§ EXCERPTED PASSAGE:

It's worth pointing out Davies is talking expressly about the BBC; I interviewed him before the scandals at ITV broke. "I know nobody in the BBC who is corrupt. It's just the media crucifying themselves. I think it stems from a sense of TV not being as worthy as theatre, music or any other form of expression. And that comes from it being this everyday thing stuck in the corner." He plans to be writing for the chattering cyclops for decades yet. "I don't have any big ambitions except to carry on writing stories for telly." Including Doctor Who? "Yes. We've set it up in such a way that it should be around for 20 to 30 years yet. Within that timeframe there will be year-long hiatuses to give it a chance to get its momentum back."
Davies is already planning a project to fill the Time Lord's 2009 gap year. It is a series codenamed MGM (More Gay Men). "It's going to be about fortysomething gay men and how jealous they are of gay teenagers. I've been longing to write something for adults." At least you can write gay sex scenes without the odd mum getting queasy.

§ RECORD EXTRACTS:
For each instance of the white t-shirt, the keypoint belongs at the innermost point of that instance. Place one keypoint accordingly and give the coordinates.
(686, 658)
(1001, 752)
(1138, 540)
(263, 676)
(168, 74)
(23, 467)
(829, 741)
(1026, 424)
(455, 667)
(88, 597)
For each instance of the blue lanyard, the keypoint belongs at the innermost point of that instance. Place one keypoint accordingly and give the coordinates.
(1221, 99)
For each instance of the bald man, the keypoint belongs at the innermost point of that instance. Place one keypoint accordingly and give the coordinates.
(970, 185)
---
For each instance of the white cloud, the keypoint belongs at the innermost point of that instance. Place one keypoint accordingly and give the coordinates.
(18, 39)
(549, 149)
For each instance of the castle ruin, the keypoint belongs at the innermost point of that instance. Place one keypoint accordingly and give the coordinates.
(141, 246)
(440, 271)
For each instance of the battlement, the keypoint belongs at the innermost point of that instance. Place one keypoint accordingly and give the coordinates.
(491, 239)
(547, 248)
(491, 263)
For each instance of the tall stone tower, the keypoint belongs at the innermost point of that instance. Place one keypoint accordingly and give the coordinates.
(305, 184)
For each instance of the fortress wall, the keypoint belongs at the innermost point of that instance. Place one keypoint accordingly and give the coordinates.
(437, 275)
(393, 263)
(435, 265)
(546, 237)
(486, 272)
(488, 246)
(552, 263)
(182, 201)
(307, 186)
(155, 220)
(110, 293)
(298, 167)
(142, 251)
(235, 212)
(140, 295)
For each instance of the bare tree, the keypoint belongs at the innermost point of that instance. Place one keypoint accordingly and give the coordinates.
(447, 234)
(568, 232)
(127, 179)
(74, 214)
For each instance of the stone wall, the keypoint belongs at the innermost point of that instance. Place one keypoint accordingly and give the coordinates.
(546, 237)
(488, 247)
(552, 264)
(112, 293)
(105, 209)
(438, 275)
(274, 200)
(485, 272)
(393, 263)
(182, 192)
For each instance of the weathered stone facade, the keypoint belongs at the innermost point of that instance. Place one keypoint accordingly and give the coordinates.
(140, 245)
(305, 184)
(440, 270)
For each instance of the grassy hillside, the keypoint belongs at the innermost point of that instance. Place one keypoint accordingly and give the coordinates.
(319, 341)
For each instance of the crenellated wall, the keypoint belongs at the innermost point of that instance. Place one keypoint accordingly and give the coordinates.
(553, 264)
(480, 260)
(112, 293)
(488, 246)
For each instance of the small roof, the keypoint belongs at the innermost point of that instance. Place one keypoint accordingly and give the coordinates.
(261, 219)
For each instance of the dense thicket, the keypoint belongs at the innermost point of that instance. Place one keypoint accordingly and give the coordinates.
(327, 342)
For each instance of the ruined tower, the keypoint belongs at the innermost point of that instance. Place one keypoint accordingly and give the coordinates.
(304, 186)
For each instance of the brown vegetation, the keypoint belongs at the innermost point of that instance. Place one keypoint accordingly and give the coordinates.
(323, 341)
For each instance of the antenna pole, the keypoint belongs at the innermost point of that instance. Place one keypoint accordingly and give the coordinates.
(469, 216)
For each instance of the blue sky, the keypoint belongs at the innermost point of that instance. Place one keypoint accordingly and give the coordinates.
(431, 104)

§ SET EXERCISE 1:
In the interview excerpt about Davies, for how many more years does he say Doctor Who has been set up to run?
§ SET EXERCISE 2:
Does each statement agree with the interview excerpt about Davies? Answer yes or no for each, and quote the words of the excerpt that decide it. (a) The interviewer spoke with Davies after the scandals at ITV broke. (b) The codename MGM stands for More Gay Men. (c) Davies says he has big ambitions beyond writing stories for television.

§ COMPLETE RESPONSE 1:
20 to 30 years

§ COMPLETE RESPONSE 2:
(a) No: "I interviewed him before the scandals at ITV broke."
(b) Yes: "It is a series codenamed MGM (More Gay Men)."
(c) No: "I don't have any big ambitions except to carry on writing stories for telly."